_Page text_
Their Dad preached in tents and revival meetings and their childhoods were spent touring the Southern States in an Oldsmobile. Now any car that’s good enough for both Public Enemy (“Suckers to the side I know you’ll hate my 98”) and Jonathan Richman (“The Oldsmobile’s got the top down on it”) is just fine by me.

The boys grew up on strict gospel only musical diet, with the Devil’s music sneaked in through a radio under the pillow like a Jamie Oliver school dinner busting mum. When their parents divorced and their dad left the church, the good ole boys were ready to go right off the rails. And to Nashville.

"We realized that our dad, the greatest man we ever knew, in our eyes, was only human. And so are we. People are gonna fuck up. They're gonna want to experiment with drugs, have premarital sex. This whole new world was open to us."

Between bouts of debauchery they sang at Rodeos and were in the West Tennessee Mass Choir.

With the southern accents, long hair and full range of facial hair, early reviews always seemed to mention Lynrd Skynrd and The Allman Brothers although Kings Of Leon were a long way from that kind of stadium boogie band. They were actually closer to a hillbilly grunge Pixies.

Two guitars, a thick sound and Caleb's tight throat slurred vocal drawl. He sounds like his beard was on the inside of his face.

After signing to RCA in 2002 they bought a house on the same lake as Johnny Cash in Mt Juliet Tennessee. I'm just really impressed by that. Not the same town, not the same street, but the same lake.

In a Rolling Stone interview, Caleb talked about the lyrics. “Why should we be held to our own experiences? Why not do like our dad did as a preacher: Every day, he saw something that inspired him and told a story about someone different. I had to put myself in other people's shoes." Which must be why their two albums are predominantly about shagging.

“Red Morning Light” was an early single and is “Youth and Young Manhood's” opening track. It's a corker. A descending sequence of filthy overblown guitars run down the stairs to answer the door...and then collapses in a heap as a jaunty, almost ska like rhythm, with loads of cowbell takes over.

The lyrics are baffling “Hey Hey, Nah Nah, you're giving all your cinammon away” (I still think it's about sex though.)

“California Waiting” has the same epic sweep as Blondie's “Union City Blue. “ Obviously that's an epic sweep in a good way rather than a U2 way. “Molly's Chambers” has got a similar feel to Rocket From The Crypts excellent single “On A Rope.”

“Trani” is a Velvet Underground type song both in terms of its mix of delicately played chords (like the end of “Ocean”) and it's subject matter...sleaze, violence, the transvestite and the transistor radio. When Kings of Leon toured with Bob Dylan, the band claim he told them it was a hell of a song. What he actually said though was “Pha eshe war agnong”.

The second album “Aha Shake Heartbreak” is actually better. “Slow Night So Long” has got a Strokes type feel, Caleb's vocal is more of a yelp and there's a section where the guitars hammer along like a Wedding Present banjo strumathon.

_What you are asked to do_
According to the Kings of Leon piece, where did the band buy a house after signing to RCA in 2002? Answer using only the Kings of Leon piece.

_Records shown_
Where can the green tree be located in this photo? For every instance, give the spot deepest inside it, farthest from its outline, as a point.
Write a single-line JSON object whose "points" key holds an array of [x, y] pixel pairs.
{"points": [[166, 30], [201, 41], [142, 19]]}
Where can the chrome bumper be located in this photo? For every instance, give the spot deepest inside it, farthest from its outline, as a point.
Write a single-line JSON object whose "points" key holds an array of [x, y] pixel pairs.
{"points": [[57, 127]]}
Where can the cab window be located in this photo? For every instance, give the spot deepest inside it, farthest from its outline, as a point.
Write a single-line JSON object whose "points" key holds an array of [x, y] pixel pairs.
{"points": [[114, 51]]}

_Your solution_
On the same lake as Johnny Cash in Mt Juliet, Tennessee.